[Problem to work on]
Set down exactly the lines below, from the one containing "truck windshield, one" through the final line, and include no others.

[Entries supplied]
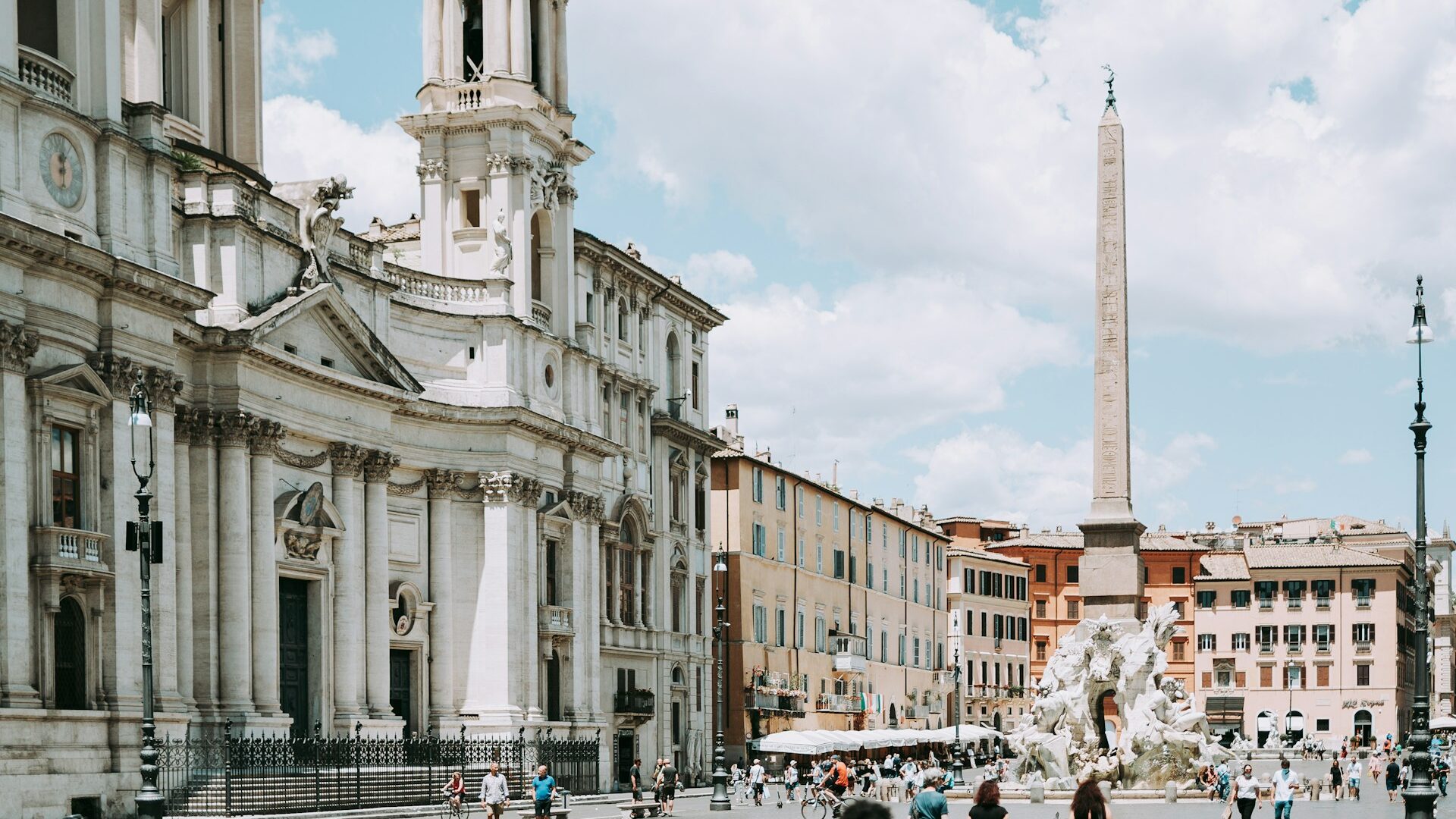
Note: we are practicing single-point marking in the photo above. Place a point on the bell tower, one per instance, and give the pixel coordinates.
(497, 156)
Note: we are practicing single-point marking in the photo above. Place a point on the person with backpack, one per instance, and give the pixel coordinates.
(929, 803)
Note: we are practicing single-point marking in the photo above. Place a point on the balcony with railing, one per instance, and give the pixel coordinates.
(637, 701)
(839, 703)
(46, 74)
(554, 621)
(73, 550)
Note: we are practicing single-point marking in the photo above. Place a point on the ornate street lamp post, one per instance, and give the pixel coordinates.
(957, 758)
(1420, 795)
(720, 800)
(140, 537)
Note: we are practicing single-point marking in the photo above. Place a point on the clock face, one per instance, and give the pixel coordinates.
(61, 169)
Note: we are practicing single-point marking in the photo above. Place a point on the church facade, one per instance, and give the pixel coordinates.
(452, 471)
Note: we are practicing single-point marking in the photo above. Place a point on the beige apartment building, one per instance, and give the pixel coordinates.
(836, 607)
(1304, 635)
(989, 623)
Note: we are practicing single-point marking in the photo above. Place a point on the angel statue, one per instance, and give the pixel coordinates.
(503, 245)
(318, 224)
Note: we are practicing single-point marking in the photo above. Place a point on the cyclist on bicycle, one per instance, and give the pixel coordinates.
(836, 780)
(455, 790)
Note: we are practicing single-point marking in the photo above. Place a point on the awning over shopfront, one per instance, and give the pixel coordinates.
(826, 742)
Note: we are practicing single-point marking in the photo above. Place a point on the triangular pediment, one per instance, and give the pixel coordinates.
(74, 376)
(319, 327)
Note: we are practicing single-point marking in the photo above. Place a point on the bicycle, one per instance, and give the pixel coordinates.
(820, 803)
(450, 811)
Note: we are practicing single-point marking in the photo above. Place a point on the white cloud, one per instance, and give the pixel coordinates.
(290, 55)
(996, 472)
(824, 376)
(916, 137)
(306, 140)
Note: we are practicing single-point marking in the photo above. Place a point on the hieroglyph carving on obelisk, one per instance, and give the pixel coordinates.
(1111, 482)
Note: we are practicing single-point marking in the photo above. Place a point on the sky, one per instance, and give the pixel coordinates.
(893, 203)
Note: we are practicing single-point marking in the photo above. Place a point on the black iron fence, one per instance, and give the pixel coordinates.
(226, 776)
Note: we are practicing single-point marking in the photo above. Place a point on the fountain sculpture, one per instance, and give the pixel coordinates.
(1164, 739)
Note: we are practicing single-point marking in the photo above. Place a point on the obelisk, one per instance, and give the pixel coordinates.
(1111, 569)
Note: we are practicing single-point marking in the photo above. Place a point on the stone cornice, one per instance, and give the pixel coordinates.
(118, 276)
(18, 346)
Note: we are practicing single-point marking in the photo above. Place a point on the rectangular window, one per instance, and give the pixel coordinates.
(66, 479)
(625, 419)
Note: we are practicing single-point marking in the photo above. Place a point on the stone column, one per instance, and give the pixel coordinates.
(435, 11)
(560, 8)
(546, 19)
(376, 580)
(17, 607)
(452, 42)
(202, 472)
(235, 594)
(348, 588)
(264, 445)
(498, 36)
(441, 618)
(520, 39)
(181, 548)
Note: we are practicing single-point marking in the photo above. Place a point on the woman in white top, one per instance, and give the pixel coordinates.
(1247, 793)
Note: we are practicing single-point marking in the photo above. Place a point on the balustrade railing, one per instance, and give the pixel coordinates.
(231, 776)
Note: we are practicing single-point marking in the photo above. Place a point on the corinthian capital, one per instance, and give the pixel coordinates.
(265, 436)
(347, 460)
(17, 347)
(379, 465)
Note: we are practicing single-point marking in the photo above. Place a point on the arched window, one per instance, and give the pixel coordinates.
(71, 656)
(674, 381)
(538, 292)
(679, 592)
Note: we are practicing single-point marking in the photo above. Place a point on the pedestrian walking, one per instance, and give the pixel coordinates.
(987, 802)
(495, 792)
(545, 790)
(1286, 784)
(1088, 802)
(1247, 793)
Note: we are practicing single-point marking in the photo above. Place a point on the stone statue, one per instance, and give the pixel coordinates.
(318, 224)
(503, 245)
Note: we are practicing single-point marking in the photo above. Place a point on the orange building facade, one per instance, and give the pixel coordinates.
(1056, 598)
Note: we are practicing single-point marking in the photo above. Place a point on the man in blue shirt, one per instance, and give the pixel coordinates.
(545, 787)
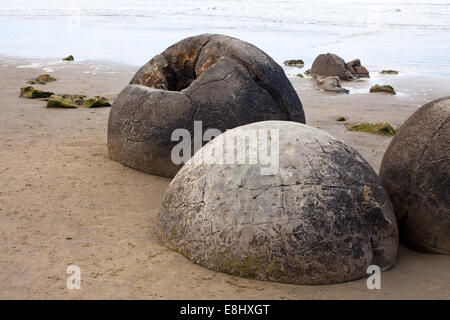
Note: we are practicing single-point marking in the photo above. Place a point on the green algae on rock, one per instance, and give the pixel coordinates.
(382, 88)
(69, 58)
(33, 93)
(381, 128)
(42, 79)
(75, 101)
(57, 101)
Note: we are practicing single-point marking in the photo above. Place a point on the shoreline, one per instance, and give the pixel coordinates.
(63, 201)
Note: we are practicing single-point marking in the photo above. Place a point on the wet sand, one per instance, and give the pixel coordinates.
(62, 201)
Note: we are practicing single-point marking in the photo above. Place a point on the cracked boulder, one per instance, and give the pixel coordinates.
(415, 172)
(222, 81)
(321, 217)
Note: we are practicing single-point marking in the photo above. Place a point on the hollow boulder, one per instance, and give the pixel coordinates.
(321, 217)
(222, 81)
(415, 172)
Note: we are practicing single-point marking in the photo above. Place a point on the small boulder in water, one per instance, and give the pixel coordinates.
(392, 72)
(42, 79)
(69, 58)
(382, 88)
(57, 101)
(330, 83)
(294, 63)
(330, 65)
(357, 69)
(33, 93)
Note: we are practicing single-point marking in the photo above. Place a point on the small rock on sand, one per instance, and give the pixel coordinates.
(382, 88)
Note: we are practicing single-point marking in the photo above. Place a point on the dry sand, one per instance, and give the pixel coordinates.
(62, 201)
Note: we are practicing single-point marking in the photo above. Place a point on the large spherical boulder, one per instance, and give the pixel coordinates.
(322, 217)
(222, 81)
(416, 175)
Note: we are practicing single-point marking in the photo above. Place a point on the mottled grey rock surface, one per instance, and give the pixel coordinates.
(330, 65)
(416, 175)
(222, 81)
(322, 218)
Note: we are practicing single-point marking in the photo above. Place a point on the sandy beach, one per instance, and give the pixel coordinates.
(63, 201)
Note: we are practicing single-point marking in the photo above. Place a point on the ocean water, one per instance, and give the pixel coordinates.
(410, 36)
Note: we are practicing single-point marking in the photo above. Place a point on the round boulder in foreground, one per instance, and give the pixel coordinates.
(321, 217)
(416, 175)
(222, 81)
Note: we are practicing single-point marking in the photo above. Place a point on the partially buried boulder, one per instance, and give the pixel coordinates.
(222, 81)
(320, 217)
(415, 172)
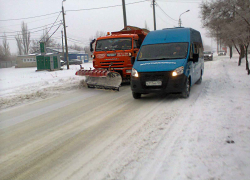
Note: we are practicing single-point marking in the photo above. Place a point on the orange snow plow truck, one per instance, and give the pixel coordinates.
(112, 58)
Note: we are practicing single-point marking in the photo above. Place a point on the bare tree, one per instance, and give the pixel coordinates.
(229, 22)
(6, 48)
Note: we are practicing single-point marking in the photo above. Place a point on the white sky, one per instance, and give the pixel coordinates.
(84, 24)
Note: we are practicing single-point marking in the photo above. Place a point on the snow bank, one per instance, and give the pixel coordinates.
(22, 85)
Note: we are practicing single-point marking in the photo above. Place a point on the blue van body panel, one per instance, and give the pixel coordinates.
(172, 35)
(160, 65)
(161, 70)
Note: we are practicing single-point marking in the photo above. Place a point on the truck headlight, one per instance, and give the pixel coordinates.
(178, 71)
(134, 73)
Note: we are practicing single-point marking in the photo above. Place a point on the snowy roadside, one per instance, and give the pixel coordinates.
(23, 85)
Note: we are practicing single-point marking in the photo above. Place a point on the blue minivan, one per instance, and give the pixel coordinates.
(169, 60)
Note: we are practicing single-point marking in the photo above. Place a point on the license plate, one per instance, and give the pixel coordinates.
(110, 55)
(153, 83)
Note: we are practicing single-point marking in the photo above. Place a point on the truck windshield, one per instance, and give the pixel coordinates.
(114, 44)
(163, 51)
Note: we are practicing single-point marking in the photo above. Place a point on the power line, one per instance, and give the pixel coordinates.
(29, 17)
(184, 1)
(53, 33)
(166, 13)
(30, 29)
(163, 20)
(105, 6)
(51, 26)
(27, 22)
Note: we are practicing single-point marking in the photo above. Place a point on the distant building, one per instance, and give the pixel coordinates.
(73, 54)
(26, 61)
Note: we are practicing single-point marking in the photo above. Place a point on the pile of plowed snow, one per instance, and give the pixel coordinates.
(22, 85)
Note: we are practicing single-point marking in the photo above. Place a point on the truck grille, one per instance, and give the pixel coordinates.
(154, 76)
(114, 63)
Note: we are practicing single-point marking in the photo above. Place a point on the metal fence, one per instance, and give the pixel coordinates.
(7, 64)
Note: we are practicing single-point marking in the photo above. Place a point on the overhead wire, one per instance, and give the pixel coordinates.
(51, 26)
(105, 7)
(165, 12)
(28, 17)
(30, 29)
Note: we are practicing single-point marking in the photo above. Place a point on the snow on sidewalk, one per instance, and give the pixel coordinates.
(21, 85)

[Result of the exercise]
Note: we are practicing single-point marking in the photo above. Place a point on the truck windshield, one per instance, and give the pixel coordinates.
(114, 44)
(163, 51)
Note: we are practicing single-point marking in the photo above. Place a point on the power line, one per instance, and give the pixel coordinates.
(29, 17)
(184, 1)
(53, 33)
(166, 13)
(30, 29)
(163, 20)
(105, 6)
(51, 26)
(27, 22)
Note: we are practicing single-point marking in the photo above. Place a point on the distant building, one per instance, and give the pixel coordinates.
(73, 54)
(26, 61)
Note: we are practicing single-point marking in the photo above. Place a point on the pile of plowed snow, one per instance, and give the pixel coordinates.
(22, 85)
Note: we are practicing single-point marking in the photo above. Place a point on the truck grille, one per instance, and give the pixel coordinates.
(154, 76)
(114, 63)
Note: we are practicing single-point marking in the photo above. Place a point on the metal fence, one per instance, and give the pixel coordinates.
(7, 64)
Note: we are practicing single-point marking in the photo above. Place a point on the overhead wire, one per instance, and give the pixel coordinates.
(51, 26)
(105, 7)
(165, 12)
(28, 17)
(30, 29)
Note: we are practicing single-point marking in the photo above. Place a point on the snow on sidewalk, one per instance, and give the pixel coordinates.
(21, 85)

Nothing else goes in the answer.